» **Extract provided**
★ ★ ★ ★ ★ ★ ★
ALASKA IN-STATE PIPELINE—1: Study confirms feasibility of in-state Alaskan gas pipeline
Zhenhua Rui
Independent Project Analysis Inc. USA
Ashburn, Va.
Construction of an Alaska in-state natural gas pipeline is feasible at any of three flow rate scenarios: 500 MMcfd, 750 MMcfd, and 1,000 MMcfd. Selection of a particular rate depends on specific conditions and perspectives, but the results of the study underlying this article show that building an Alaska in-state gas pipeline is reasonable for all three, assuming a 30-year operating life.
This first in a two-part series of articles examines the factors influencing construction of an Alaskan in-state gas pipeline and the form such a project might eventually take. The second part will assess capital costs before discussing the modeling of the various throughput options for an in-state system.
Background
The discussion and debate over building an Alaska in-state natural gas pipeline has intensified in Alaska as gas resources in Cook Inlet continue to deplete. The Cook Inlet basin has supplied low-cost gas for south central Alaska's residential, commercial, and industrial demands, and for exports of large quantities of fertilizer and LNG since the late 1960s.
The lack of sufficient natural gas production from Cook Inlet, however, led to the closure of the Agrium fertilizer plant near Kenai in 2007 and the formal closure of the Kenai LNG export plant in 2011, even though it has continued to lift cargoes on individual contract basis to meet post-earthquake Japanese demand.1 2
The shortage of gas in south central Alaska has become a major concern for the state, despite technologically recoverable natural gas reserves of roughly 35 tcf.3 The most viable solution for continuing to supply Alaska with low-cost gas is to bring future supplies from ANS fields to south central Alaska. The abundance of natural gas in ANS can provide sufficient gas for a pipeline to supply the needs of Alaska for the long term.
Fig. 1 shows the proposed gas pipeline. The system includes a 737-mile, 24-in. OD mainline running from Prudhoe Bay to Livengood before turning south into the Parks Highway corridor. The mainline pipeline continues south, connecting to the Beluga pipeline at its MP39 near Big Lake. A 35-mile, 10-in. OD lateral from the main pipeline a few miles north of Nenana, near Dunbar, travels to northeast of Fairbanks.4
For the purposes of this article:
• Pipeline A refers to the section between Prudhoe Bay and Dunbar station.
• Pipeline B to the section between Dunbar station and Beluga.
• Pipeline C to the section between the Dunbar station and Fairbanks.
★ ★ ★ ★ ★ ★ ★
» **Given information**
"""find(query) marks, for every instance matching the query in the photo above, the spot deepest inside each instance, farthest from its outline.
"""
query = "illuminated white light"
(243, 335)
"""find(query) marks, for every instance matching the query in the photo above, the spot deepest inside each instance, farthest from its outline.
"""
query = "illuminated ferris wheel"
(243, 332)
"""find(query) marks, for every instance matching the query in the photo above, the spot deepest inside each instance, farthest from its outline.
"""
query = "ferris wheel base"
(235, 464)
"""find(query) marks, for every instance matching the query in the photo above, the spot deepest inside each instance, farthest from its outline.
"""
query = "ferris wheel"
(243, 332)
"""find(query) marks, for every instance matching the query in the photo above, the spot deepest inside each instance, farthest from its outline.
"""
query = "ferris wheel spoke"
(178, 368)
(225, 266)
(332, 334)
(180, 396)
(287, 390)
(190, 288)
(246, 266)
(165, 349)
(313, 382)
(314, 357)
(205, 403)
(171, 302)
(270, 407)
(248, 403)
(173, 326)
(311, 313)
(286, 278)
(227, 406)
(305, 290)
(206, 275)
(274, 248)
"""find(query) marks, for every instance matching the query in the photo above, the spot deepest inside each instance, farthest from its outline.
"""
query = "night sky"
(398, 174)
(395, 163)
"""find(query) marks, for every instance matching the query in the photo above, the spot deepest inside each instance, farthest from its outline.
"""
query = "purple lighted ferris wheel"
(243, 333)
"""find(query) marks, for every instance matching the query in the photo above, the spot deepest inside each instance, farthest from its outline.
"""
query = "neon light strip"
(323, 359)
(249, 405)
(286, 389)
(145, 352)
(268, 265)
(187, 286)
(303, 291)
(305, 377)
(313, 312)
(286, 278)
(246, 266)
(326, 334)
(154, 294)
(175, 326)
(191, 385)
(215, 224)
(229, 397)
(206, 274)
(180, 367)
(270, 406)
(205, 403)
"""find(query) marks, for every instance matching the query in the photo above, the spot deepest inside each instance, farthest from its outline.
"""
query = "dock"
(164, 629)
★ ★ ★ ★ ★ ★ ★
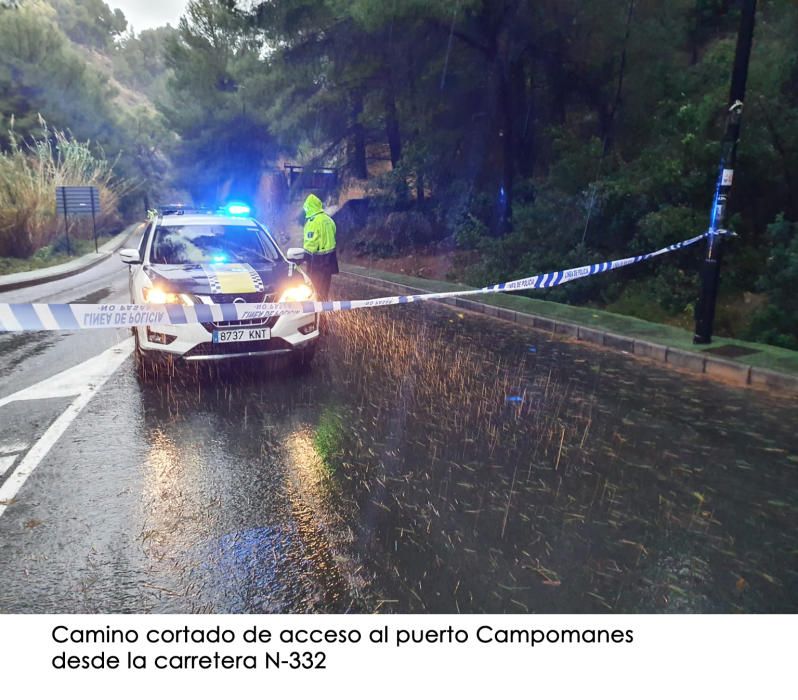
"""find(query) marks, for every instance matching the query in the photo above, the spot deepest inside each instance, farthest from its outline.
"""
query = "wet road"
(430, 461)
★ ★ ★ ★ ★ ★ ★
» **Tasks**
1. Copy the passage of the Alaska pipeline article that starts at "This first in" and ends at "an in-state system.", word for word.
2. Pick up the Alaska pipeline article where it stops and keep writing it.

» **Per-task outputs**
1.
This first in a two-part series of articles examines the factors influencing construction of an Alaskan in-state gas pipeline and the form such a project might eventually take. The second part will assess capital costs before discussing the modeling of the various throughput options for an in-state system.

2.
The system's maximum allowable operating pressure (MAOP) is 2,500 psi.4 Flow rates and distances will determine the number of compressor stations along the pipeline (Table 1). In addition to pipeline sections, this article examines a gas treatment plant at ANS to remove such contaminants as carbon dioxide, water vapor, and hydrogen sulfide, and an LNG plant at a tidewater site in south central Alaska to manage seasonal fluctuations in demand and export LNG to the Pacific Rim market. Six potential tidewater site options for the LNG plant are Nikiski, Port Mackenzie, Seward Marine Industrial Center, Port of Anchorage, Western Kenai Peninsula, and Homer.5
This article describes the background and market for an Alaska in-state gas pipeline and discusses parameters, assumptions, and methodologies for models of the Alaska in-state gas pipeline. Monte Carlo model simulations allow evaluation of the feasibility of an Alaska in-state gas pipeline by assigning triangular distribution of the values of economic parameters. The article analyzes and compares simulated results of models for an Alaska in-state gas pipeline at different flow rates.
Supply, demand
Fig. 2 shows forecast Cook Inlet natural gas production6 will continue to decline without new investment in natural gas exploration and development. Average production will be less than 100 MMcfd after 2015. Even best-assumption projections have Cook Inlet production remaining constant at 250 MMcfd through 2019. Cook Inlet basin, therefore, cannot provide sufficient long-term natural gas for south central Alaska and other Alaskan markets. Data show the need for a gas pipeline from ANS to markets in south central Alaska.
Alaskan natural gas demand varies by season. An analysis of Alaskan consumption from 1990 to 20067 provides long-term perspective on the monthly variation in gas demand by type (industrial, residential-commercial, electricity production, field operations, etc.). Peak consumption during this period is 610 MMcfd/month, 87 MMcfd greater than average monthly consumption.
For Alaska in-state gas consumption (excluding LNG plant consumption) 2002-08, July accounts for 7% of annual consumption, while January accounts for 9.6%. The data show a significant seasonal variation in Alaskan gas demand. Storage or an LNG plant, therefore, would have to be built to store or process the gas remaining after in-state needs are met.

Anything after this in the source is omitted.